Records from a dataset:

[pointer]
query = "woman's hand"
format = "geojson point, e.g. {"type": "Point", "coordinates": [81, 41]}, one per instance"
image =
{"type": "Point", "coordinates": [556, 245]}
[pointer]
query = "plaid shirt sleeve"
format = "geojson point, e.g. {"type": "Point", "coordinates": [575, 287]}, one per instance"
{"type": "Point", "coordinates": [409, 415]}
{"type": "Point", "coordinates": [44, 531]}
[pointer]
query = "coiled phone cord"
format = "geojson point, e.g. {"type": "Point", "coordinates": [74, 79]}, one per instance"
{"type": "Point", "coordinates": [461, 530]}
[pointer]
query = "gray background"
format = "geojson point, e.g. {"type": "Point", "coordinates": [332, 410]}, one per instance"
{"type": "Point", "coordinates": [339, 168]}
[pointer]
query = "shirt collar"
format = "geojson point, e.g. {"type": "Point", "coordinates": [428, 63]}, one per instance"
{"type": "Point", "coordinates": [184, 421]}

Your instructions:
Filter the records above, keeping every line that contains the string "instance". The match is case-sensitive.

Output for this exercise:
format = "geojson point, e.g. {"type": "Point", "coordinates": [81, 41]}, one per instance"
format = "geojson point, e.g. {"type": "Point", "coordinates": [575, 287]}, one per instance"
format = "geojson point, e.g. {"type": "Point", "coordinates": [74, 79]}, one per instance"
format = "geojson point, e.g. {"type": "Point", "coordinates": [332, 410]}, one per instance"
format = "geojson point, e.g. {"type": "Point", "coordinates": [428, 63]}, one per instance"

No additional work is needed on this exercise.